> [VORLIEGENDER TEXT]:

Die Etrusker gehen den Römern zeitlich unmittelbar voraus, sie siedelten auf Gebieten, die alsbald römisches Kernland wurden, und doch wusste man lange Zeit kaum etwas von ihnen. Noch vor wenigen Jahrzehnten galten sie manchen Historikern als „Mythos“, als ein Volk, das „außerhalb von Raum und Zeit gelebt“ habe.

Das ist nun wahrlich der Stand von vorgestern. Gleichwohl hat es lange gedauert, bis die Etrusker in ihren kulturellen Leistungen erkannt wurden. Und nun trat vor wenigen Jahren, dem Zufall sei Dank, ein gewichtiges Konvolut an Fundstücken zutage, das die Kenntnis von diesem nicht untergegangenen, sondern in den ihnen folgenden Römern quasi aufgelösten Volk erheblich vertieft und weiter vertiefen wird.

Hunderte von Münzen

In dem südtoskanischen Badeort San Casciano dei Bagni wurde 2022 und 2024 in Grabungskampagnen ein antikes Bad erschlossen, in dessen Schwefelschlamm sich gleich ein ganzes Dutzend an Bronzeskulpturen vorzüglich erhalten hat, dazu Hunderte von Kleinobjekten und darunter vor allem Münzen. Der Fund belegt nicht nur die über sehr lange Zeiträume sich erstreckende Nutzung dieser Heilquelle, sondern zugleich den hohen kulturellen Rang derer, die sich dorthin zu Linderung und Gesundung begaben, verbunden mit rituellen Handlungen, mit Weihen und Opferungen.

Luftbild des Grabungsgeländes in San Casciano, rechts ein bis heute genutztes Thermalbecken

© Ludovico Salerno

Lebensgroße Figuren wurden geborgen, etwa ein bogenschießender Apoll, aber auch ein als schwerkrank bezeichneter und daher Heilung suchender junger Mann. Oder die Büste einer vornehmen Dame mit kunstvoller Frisur. Jüngst kam die Bronze eines Kind mit einem beweglichen Ball hinzu. 15 der großen Bronzen werden nun in Berlin zu sehen sein, in der dafür bestens ausgestatteten James-Simon-Galerie, dazu etliche der kleineren Funde. Es ist dies die einzige Station der zuvor an drei Orten in Italien gezeigten Ausstellung, und sie ist hier am passenden Ort.

Gespeicherte Einträge
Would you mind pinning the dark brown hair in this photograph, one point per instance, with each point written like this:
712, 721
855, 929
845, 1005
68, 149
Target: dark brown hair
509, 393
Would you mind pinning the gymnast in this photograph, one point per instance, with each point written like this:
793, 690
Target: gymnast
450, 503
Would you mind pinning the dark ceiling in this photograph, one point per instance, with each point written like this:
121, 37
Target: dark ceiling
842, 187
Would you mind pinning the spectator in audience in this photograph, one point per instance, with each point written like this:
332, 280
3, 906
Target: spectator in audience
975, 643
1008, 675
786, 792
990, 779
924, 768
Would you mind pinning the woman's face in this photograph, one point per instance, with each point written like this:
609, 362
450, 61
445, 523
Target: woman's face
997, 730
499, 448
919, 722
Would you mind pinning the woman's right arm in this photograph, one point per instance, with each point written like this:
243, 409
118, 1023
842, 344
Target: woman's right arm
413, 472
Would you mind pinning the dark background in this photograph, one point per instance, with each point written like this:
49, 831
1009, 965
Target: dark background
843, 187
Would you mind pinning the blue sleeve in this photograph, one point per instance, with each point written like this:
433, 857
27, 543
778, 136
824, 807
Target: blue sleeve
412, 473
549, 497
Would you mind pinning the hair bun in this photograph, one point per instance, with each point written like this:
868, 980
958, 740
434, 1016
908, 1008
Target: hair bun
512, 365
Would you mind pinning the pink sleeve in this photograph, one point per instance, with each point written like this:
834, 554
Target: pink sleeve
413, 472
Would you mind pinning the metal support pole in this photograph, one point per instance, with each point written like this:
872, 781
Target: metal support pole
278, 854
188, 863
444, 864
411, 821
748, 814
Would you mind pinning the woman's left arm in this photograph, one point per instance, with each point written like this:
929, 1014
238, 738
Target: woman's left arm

> [AUFGABEN UND ÜBUNGEN]:
1. Schreiben Sie aus dem Text über die Etrusker den Abschnitt ab, der bei „Luftbild des Grabungsgeländes“ beginnt und bei „am passenden Ort.“ endet, ohne etwas zu verändern.
2. Wie viele der großen Bronzen sind laut dem Text über die Etrusker nun in Berlin zu sehen?

> [LÖSUNGEN DER AUFGABEN]:
1.
Luftbild des Grabungsgeländes in San Casciano, rechts ein bis heute genutztes Thermalbecken

© Ludovico Salerno

Lebensgroße Figuren wurden geborgen, etwa ein bogenschießender Apoll, aber auch ein als schwerkrank bezeichneter und daher Heilung suchender junger Mann. Oder die Büste einer vornehmen Dame mit kunstvoller Frisur. Jüngst kam die Bronze eines Kind mit einem beweglichen Ball hinzu. 15 der großen Bronzen werden nun in Berlin zu sehen sein, in der dafür bestens ausgestatteten James-Simon-Galerie, dazu etliche der kleineren Funde. Es ist dies die einzige Station der zuvor an drei Orten in Italien gezeigten Ausstellung, und sie ist hier am passenden Ort.

2. 15 der großen Bronzen werden in der James-Simon-Galerie in Berlin gezeigt.